- Listing:
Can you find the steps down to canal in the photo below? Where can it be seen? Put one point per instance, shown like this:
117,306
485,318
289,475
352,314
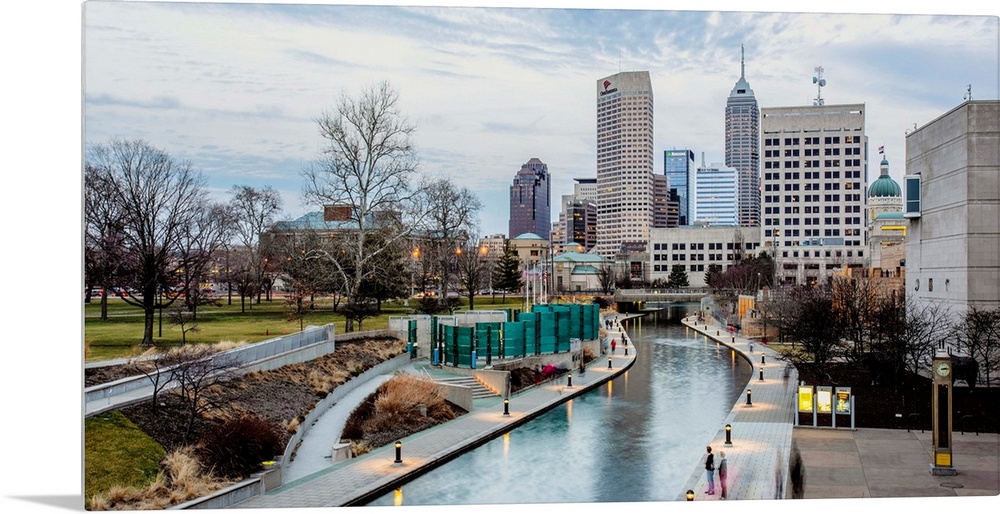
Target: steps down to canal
478,389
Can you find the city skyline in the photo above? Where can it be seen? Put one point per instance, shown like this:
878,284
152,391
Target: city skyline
484,91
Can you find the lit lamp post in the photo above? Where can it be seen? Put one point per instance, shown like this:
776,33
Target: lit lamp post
413,270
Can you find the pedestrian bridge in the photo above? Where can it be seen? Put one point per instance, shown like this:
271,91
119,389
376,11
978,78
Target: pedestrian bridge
661,297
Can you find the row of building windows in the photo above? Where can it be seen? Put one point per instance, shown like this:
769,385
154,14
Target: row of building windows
829,163
812,175
813,140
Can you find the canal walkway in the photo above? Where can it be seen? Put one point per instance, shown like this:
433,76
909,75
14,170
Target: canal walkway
760,441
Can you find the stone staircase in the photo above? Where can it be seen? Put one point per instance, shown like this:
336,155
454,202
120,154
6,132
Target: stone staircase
478,389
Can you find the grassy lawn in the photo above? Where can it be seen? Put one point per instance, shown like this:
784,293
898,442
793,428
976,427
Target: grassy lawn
121,334
117,453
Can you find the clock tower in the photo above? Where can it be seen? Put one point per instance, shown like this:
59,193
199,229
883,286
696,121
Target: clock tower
942,373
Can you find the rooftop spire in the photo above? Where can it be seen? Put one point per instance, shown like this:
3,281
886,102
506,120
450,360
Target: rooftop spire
743,67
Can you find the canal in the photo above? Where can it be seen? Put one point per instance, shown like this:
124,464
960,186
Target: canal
635,438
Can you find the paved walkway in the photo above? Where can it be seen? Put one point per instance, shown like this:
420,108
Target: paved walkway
761,436
356,480
838,463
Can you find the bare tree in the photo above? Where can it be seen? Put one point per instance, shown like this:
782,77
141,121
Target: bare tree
195,371
451,220
184,320
473,271
158,198
368,167
978,334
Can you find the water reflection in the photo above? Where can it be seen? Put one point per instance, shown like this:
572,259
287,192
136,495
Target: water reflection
636,439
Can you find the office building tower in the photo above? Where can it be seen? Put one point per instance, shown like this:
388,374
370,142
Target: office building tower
530,202
815,170
743,146
624,162
715,196
679,167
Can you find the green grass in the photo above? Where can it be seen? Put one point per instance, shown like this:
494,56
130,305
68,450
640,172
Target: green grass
121,334
117,453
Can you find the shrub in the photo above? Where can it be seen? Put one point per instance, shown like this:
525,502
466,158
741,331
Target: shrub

- Stated task:
Copy all the data exactly as written, but skip any picture.

- Completed task:
Can you find the steps down to canal in the photo below? Where can it be seen? Put one point per instance, shown like this:
117,306
485,318
289,475
352,314
Target: steps down to canal
478,389
Can you find the city skyline in the photo above? Where can it be seen? Put one point per instance, shown like this:
878,284
152,391
Target: city skyline
484,91
Can you find the lit lamp post in the photo above? Where can it be seen? Put one point per instance, shown like this:
776,33
Target: lit lamp post
413,270
Can you find the pedestrian bridge in the photo above? Where can it be seen? Put one point per instance, shown like this:
271,91
119,389
376,11
978,78
Target: pedestrian bridge
661,297
Can you find the row of building windows in the photo above? Where can it be seen? Put one point per instance, shown like this:
769,385
154,14
Target: row of building windows
829,163
812,175
813,140
Can you find the canal walkway in the photo above? Where can it be seen? Put one point per instance, shown like this:
433,76
909,75
14,170
Target: canal walkway
760,441
Can you find the stone staircase in the photo above? Where can it be seen? Put one point per instance, shown like this:
336,155
454,202
120,154
6,132
Target: stone staircase
478,389
Can you find the grassy lawn in the photo above? Where can it be seen? Put one point per instance, shown like this:
784,293
898,442
793,428
976,427
Target: grassy lawn
121,334
117,453
Can you find the clock tower in the photo above? Where can it be seen? Put one point per instance, shown like this:
59,193
199,229
883,286
696,121
Target: clock tower
942,373
Can you find the rooftop spire in the photo above? Where can it be seen? Put one point per instance, shown like this:
3,281
886,102
506,120
450,360
Target: rooftop spire
743,67
Can you find the canal in the photo above? Where can it be seen? Put one point per instance, shown like this:
124,464
960,186
Target: canal
635,438
Can you find the paved walkway in the photo above? Where can it be seen? Put one point per instance, shown like this:
420,108
Target: paved walkway
761,436
356,480
838,463
Can you find the bare tree in the photo above? Where can it be seen? Put one point per instance, shown like this:
782,77
141,121
Target: bare tree
195,371
451,220
184,320
473,271
158,198
368,167
978,334
Can you find the water reflection in the photo above? Where can it be seen? Put one point per instance, shown like this:
572,259
287,192
136,495
Target: water reflection
636,439
Can you find the office building tower in the photo above? Where can it be seen? Put one point per instance, shown like this:
388,374
370,142
Target: office building tower
530,202
815,170
743,146
624,162
715,196
679,167
Can you find the green grass in the photo above? Where can it be seen? Put one point per instance, shown like this:
494,56
130,305
68,450
640,172
Target: green grass
121,334
117,453
Can you find the shrub in the photo above? Where can it be seen? Put one point per instance, shown like this:
525,502
466,158
741,331
Target: shrub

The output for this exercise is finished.